## begin EXCERPTED PASSAGE

Another Nail In The Coffin: Trump Jr.’s Secret WikiLeaks Chat Throws Gas On Raging Russia Fire

There’s never going to be enough evidence for a lot of people when it comes to proving that the Trump campaign colluded with The Kremlin.

Polls have shown that at least half of Trump supporters would not abandon the President no matter what he does, a testament not only to how pitiably gullible uneducated Americans are, but also to Trump’s own assertion that he could “shoot someone” without losing voters.

And you know what? That’s fine, because fortunately, it’s not up to those voters to determine whether Trump colluded with Moscow, it’s now largely up to Robert Mueller and his team of veteran prosecutors who will get to the bottom of this and simply indict everyone once they have enough evidence to convict them.

That’s what was so highly amusing about the Manafort indictment and the revelations that Mueller likely has a cooperating witness in George Papadopoulos. There was no way to spin it and for Trump supporters who have chosen to persist in the fantasy that they were not duped into voting not only against their own interests but also against the interests of the country (a hilarious irony considering Trump’s campaign slogan), there was no way to suspend disbelief. Paul Manafort and Rick Gates surrendered to the FBI and Mueller indicted them for, among other things, “conspiracy against the United States.”

## end EXCERPTED PASSAGE
## begin RECORD SET

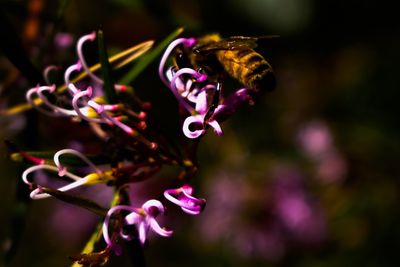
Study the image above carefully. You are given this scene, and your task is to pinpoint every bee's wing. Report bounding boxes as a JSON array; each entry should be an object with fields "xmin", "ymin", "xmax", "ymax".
[{"xmin": 193, "ymin": 35, "xmax": 277, "ymax": 54}]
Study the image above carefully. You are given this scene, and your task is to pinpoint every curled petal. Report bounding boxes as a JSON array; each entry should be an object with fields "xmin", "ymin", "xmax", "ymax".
[
  {"xmin": 64, "ymin": 61, "xmax": 82, "ymax": 89},
  {"xmin": 195, "ymin": 90, "xmax": 208, "ymax": 114},
  {"xmin": 158, "ymin": 38, "xmax": 196, "ymax": 87},
  {"xmin": 53, "ymin": 149, "xmax": 101, "ymax": 176},
  {"xmin": 142, "ymin": 199, "xmax": 164, "ymax": 217},
  {"xmin": 164, "ymin": 185, "xmax": 206, "ymax": 215},
  {"xmin": 149, "ymin": 218, "xmax": 173, "ymax": 237},
  {"xmin": 182, "ymin": 115, "xmax": 206, "ymax": 139},
  {"xmin": 103, "ymin": 205, "xmax": 137, "ymax": 255}
]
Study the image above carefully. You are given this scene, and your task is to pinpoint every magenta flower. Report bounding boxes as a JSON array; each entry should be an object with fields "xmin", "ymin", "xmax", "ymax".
[
  {"xmin": 158, "ymin": 38, "xmax": 222, "ymax": 138},
  {"xmin": 26, "ymin": 32, "xmax": 146, "ymax": 139},
  {"xmin": 22, "ymin": 149, "xmax": 113, "ymax": 199},
  {"xmin": 164, "ymin": 185, "xmax": 206, "ymax": 215},
  {"xmin": 103, "ymin": 199, "xmax": 173, "ymax": 255}
]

## end RECORD SET

◆ REQUIRED ACTIONS:
a: In the Trump Jr. WikiLeaks article, which two people surrendered to the FBI?
b: Check each statement against the Trump Jr. WikiLeaks article, answering yes or no with the deciding words quoted from it: (i) Mueller likely has a cooperating witness in George Papadopoulos. (ii) Voters get to determine whether Trump colluded with Moscow. (iii) Polls found at least half of Trump supporters would not abandon the President.
c: Proceed with the Trump Jr. WikiLeaks article, picking up after its final sentence.

◆ OUTPUTS IN ORDER:
a: Paul Manafort and Rick Gates.

b:
(i) Yes: "the revelations that Mueller likely has a cooperating witness in George Papadopoulos"
(ii) No: "it’s not up to those voters to determine whether Trump colluded with Moscow"
(iii) Yes: "at least half of Trump supporters would not abandon the President no matter what he does"

c:
Since then, things have gotten materially worse for Trump and his associates almost by the day. It turns out that Papadopoulos was on e-mail chains with everyone from Carter Page to Sam Clovis and on Monday, BI’s Natasha Bertrand (who is becoming a real pain in the ass for everyone involved in this conspiracy) reported that last April, Papadopoulos sent an e-mail to Stephen Miller describing an “interesting message” from Russia just a day after finding out that Moscow had “dirt” on Clinton. Apparently,  Papadopoulos told Miller on April 25, 2016 that on the basis of “multiple conversations” with a go-between for Russia’s Ministry of Foreign Affairs, it was apparent that “the Russian government has an open invitation by Putin for Mr. Trump to meet him when he is ready.”

As Bertrand goes on to note, Miller “was in regular contact with Papadopoulos over several months last year” and has of course been interviewed by Mueller.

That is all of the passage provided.